─── Records to process

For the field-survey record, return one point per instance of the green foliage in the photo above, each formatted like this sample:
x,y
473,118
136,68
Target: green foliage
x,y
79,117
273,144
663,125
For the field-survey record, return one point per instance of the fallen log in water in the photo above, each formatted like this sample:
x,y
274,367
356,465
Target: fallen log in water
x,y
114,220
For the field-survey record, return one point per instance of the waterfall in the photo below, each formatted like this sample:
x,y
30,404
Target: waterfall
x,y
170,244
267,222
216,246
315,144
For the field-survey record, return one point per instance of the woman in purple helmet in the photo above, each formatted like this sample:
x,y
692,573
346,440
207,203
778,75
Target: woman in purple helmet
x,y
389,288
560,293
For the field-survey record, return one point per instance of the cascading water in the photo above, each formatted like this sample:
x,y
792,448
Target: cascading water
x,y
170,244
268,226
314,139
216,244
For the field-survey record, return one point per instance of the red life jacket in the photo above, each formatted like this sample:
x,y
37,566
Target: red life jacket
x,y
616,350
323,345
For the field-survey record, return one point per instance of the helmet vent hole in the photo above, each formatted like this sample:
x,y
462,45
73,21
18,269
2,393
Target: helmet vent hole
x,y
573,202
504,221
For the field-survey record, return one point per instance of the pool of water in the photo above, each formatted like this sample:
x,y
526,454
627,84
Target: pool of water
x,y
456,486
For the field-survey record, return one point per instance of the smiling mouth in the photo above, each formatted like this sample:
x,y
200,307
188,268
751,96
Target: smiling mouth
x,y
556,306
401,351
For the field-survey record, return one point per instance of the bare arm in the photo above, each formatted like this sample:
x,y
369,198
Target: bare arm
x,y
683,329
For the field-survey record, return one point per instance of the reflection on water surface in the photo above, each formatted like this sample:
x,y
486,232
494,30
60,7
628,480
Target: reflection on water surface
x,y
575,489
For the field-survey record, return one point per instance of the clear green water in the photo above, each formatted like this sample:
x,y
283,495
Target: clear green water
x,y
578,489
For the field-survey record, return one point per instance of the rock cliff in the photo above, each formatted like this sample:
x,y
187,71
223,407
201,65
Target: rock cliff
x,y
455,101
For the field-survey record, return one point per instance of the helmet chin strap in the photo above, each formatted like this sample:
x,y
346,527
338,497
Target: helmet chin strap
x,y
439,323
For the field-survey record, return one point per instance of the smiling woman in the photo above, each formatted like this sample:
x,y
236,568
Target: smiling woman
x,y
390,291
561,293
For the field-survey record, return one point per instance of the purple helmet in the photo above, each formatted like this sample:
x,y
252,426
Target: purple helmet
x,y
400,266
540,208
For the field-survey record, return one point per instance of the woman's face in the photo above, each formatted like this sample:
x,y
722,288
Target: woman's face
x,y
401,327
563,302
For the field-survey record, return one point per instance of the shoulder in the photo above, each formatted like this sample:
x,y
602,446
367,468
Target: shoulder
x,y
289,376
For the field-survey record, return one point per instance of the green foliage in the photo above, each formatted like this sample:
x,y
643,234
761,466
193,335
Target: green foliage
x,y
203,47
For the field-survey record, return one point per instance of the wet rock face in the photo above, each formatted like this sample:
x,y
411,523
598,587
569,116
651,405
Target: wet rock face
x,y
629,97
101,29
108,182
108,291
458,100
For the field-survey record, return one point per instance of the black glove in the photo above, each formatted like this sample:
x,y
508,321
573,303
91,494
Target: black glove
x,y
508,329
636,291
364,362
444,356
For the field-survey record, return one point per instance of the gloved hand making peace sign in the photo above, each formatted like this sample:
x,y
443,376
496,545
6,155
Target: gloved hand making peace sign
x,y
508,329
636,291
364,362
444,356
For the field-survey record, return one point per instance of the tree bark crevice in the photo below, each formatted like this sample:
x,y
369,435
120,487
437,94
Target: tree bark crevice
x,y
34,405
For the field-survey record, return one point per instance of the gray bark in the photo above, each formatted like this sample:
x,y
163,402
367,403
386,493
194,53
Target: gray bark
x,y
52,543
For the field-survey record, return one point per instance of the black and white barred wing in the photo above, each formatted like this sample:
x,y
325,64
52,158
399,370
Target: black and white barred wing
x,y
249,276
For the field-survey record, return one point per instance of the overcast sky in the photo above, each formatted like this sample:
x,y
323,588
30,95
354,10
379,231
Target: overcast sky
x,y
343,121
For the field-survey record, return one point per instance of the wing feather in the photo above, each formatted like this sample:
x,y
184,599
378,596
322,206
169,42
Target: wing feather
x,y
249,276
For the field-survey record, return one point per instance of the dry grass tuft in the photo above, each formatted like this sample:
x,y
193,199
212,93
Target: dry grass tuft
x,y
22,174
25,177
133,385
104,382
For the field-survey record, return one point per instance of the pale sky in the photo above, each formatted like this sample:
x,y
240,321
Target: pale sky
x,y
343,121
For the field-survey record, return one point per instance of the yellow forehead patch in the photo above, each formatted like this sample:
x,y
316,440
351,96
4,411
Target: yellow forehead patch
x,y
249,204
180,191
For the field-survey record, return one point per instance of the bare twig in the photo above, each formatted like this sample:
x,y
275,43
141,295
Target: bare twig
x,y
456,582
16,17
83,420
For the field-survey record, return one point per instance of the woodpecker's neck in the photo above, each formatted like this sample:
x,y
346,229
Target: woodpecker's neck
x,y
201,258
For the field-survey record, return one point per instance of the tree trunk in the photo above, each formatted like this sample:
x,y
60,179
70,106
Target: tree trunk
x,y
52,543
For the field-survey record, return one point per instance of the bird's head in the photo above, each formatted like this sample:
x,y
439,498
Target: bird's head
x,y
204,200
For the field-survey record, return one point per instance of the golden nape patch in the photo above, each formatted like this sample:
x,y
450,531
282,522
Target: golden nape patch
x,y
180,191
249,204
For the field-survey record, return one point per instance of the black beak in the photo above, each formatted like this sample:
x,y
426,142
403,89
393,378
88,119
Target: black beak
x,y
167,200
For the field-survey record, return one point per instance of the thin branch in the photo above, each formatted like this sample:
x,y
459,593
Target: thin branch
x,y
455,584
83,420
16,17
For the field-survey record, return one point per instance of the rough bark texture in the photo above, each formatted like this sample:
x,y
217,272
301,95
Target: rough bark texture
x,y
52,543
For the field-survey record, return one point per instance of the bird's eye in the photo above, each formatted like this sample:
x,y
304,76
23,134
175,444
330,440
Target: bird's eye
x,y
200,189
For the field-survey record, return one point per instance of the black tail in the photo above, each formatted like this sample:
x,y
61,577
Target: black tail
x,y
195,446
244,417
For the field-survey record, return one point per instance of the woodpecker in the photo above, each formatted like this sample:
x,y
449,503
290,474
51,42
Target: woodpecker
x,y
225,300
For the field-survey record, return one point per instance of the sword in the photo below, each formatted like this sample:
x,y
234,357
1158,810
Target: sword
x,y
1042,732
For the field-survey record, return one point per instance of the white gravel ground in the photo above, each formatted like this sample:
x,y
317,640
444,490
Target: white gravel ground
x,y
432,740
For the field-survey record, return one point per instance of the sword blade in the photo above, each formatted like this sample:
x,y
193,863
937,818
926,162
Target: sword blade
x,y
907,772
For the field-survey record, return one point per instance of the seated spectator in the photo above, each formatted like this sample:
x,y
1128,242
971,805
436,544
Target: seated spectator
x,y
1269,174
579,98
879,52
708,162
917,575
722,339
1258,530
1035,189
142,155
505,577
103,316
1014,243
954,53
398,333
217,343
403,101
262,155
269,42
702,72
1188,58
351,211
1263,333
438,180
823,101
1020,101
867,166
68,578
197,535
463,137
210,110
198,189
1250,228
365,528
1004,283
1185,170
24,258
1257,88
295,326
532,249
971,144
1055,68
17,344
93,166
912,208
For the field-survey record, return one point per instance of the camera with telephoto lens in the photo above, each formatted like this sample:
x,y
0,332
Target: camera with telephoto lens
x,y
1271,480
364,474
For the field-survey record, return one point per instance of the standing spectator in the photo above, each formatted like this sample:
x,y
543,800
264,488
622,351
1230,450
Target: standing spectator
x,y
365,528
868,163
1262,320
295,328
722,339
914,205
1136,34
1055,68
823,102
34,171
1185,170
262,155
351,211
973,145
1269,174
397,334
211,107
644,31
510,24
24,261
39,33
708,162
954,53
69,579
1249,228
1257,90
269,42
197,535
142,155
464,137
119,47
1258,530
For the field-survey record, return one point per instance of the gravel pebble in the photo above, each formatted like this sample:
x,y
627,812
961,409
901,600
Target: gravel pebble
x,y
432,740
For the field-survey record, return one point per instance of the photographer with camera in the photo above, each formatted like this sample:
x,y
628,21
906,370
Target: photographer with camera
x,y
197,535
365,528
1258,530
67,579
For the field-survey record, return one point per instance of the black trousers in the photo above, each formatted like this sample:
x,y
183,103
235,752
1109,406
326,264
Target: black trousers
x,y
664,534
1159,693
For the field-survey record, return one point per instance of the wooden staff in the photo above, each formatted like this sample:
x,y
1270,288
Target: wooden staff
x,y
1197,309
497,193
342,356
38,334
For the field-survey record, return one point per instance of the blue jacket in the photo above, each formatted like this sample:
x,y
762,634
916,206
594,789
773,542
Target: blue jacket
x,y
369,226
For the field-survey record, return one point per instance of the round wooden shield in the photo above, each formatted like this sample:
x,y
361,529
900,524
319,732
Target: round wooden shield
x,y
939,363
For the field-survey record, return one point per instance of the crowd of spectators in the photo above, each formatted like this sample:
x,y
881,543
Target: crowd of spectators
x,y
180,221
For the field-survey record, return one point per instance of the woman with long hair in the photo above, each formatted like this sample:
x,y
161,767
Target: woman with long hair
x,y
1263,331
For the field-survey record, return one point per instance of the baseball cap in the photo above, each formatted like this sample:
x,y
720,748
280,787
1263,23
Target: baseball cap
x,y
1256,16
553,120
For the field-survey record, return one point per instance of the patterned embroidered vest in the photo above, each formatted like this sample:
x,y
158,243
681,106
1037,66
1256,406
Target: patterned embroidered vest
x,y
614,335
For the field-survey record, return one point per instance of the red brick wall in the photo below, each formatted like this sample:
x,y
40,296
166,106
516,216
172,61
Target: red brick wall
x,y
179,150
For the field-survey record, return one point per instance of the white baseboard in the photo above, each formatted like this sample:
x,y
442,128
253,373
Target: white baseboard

──────

### Short problem:
Write out only the final block of lines, starting at the line with "of the blue" and running to the end of the material.

### Result:
For the field-survey record, return one point per instance of the blue jacket in the photo above, each formatted like this sample:
x,y
762,634
916,206
594,789
773,542
Target: blue jacket
x,y
369,226
For the field-survey record, return one point per instance of the round wooden shield in the photo above, each formatted like this sample:
x,y
361,529
900,524
319,732
Target: round wooden shield
x,y
939,363
For the field-survey record, return one point per instance of the crowd of spectators in the photo above, each formatted like this sample:
x,y
881,543
Target: crowd of spectators
x,y
180,221
For the field-survey record, return one point per instance of the woman with long hair in the photo above, each formatted like this sample:
x,y
161,767
Target: woman with long hair
x,y
1263,331
For the field-survey record, return one point per instance of the baseball cap in the photo above, each formatted like this sample:
x,y
720,748
280,787
1263,23
Target: baseball cap
x,y
1256,16
553,120
For the field-survey record, return one point per instance of the patterned embroidered vest in the photo above, each formatted like this sample:
x,y
158,243
681,106
1037,66
1256,406
Target: patterned embroidered vest
x,y
614,335
For the field-survey record, return one point per instance of the red brick wall in the photo below, each formatted like this sample:
x,y
40,296
166,106
516,216
172,61
Target: red brick wall
x,y
179,150
For the field-survey record, return one point per instance of the white baseboard in the photo above, each formatted like this sample:
x,y
442,128
253,373
Target: white baseboard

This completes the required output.